EXTRACTED RECORDS:
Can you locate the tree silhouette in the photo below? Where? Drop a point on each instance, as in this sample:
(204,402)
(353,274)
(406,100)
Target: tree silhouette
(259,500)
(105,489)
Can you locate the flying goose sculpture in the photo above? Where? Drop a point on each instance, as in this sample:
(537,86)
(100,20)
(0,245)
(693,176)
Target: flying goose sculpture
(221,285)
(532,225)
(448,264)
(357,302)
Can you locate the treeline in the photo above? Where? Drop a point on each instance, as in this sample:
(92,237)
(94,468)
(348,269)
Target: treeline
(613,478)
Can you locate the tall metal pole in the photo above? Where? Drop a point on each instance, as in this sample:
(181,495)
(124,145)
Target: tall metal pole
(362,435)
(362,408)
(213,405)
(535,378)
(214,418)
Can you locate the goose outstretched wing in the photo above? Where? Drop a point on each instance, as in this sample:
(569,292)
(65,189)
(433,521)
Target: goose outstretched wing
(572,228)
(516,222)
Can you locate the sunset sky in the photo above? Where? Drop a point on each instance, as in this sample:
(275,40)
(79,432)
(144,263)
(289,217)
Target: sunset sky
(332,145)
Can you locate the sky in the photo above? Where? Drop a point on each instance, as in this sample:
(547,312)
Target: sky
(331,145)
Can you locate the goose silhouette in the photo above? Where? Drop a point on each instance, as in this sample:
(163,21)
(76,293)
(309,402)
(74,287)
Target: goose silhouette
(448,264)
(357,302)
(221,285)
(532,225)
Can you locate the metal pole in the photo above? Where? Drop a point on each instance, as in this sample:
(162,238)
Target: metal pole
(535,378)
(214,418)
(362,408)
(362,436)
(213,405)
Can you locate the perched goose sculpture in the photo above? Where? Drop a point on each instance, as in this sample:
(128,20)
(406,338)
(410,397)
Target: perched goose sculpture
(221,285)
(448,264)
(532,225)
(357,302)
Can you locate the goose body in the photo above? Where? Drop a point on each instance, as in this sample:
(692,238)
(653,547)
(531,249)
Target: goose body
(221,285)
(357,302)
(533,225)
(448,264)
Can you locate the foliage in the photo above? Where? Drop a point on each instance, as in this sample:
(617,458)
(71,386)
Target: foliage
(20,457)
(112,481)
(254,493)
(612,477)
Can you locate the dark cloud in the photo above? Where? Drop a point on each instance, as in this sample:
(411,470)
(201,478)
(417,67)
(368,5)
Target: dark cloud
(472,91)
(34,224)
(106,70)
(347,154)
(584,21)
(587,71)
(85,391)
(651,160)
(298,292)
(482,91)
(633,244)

WORK ORDER: With every line intact, print the records above again.

PROBLEM SOLUTION:
Can you locate the tree silhouette in the photo below? Where? Drop a point on each instance, as in this sample:
(204,402)
(353,274)
(406,100)
Target: tree silhouette
(259,500)
(105,489)
Can you locate the flying goose sculpture in the photo above? Where? Drop a point on each instance, as in this sample:
(537,86)
(100,20)
(0,245)
(693,176)
Target: flying goose sculpture
(221,285)
(532,225)
(448,264)
(357,302)
Can you locate the treeline in the photo above? Where? Drop a point on each instance, as in this sample:
(92,237)
(94,468)
(348,269)
Target: treeline
(613,478)
Can you locate the tall metal pole in the photo above? Where? Drop a point on each instance, as in this sample:
(181,495)
(124,145)
Target: tall metal pole
(362,435)
(362,408)
(213,405)
(535,378)
(214,418)
Can you locate the goose outstretched wing in the photo above? Where? Drop a point on each instance, as in this sample:
(569,292)
(65,189)
(433,521)
Target: goose outstretched wing
(572,228)
(516,222)
Can you locate the sunset sky in the photo above? Where? Drop a point on each instance, as in this sample:
(275,40)
(79,432)
(144,263)
(289,217)
Target: sunset sky
(332,145)
Can you locate the sky in the photo above? Where? Drop a point on each instance, as in this sample:
(547,312)
Target: sky
(331,145)
Can you locate the goose silhouette in the photo above? Where? Drop a point on each instance, as in this sample:
(163,21)
(76,293)
(309,402)
(74,287)
Target: goose silhouette
(448,264)
(357,302)
(221,285)
(532,225)
Can you locate the metal pole in the photo above? Where? Drop a point on each instance, as in this sample:
(162,238)
Target: metal pole
(535,378)
(214,418)
(362,408)
(362,436)
(213,405)
Can you locate the perched goose sculpture in the photo above? Where? Drop a point on each instance, as in this sample:
(128,20)
(406,338)
(410,397)
Target: perched goose sculpture
(221,285)
(448,264)
(532,225)
(357,302)
Can you locate the goose body in the photo above? Where? Drop a point on each instance, as in this sample:
(692,238)
(653,547)
(531,249)
Target: goose body
(221,285)
(357,302)
(533,225)
(448,264)
Can you locate the foliage in the photo above? Where? Drop a point on each instance, as in this sample:
(617,458)
(71,386)
Target: foliage
(20,457)
(112,481)
(254,493)
(612,477)
Can you locate the dark cloud in the photo above? Where? Drop a point on each instance, as in this sample:
(411,470)
(201,478)
(417,67)
(368,5)
Target: dark cloud
(472,91)
(34,224)
(106,70)
(347,154)
(584,21)
(587,71)
(85,391)
(651,160)
(298,292)
(482,91)
(633,244)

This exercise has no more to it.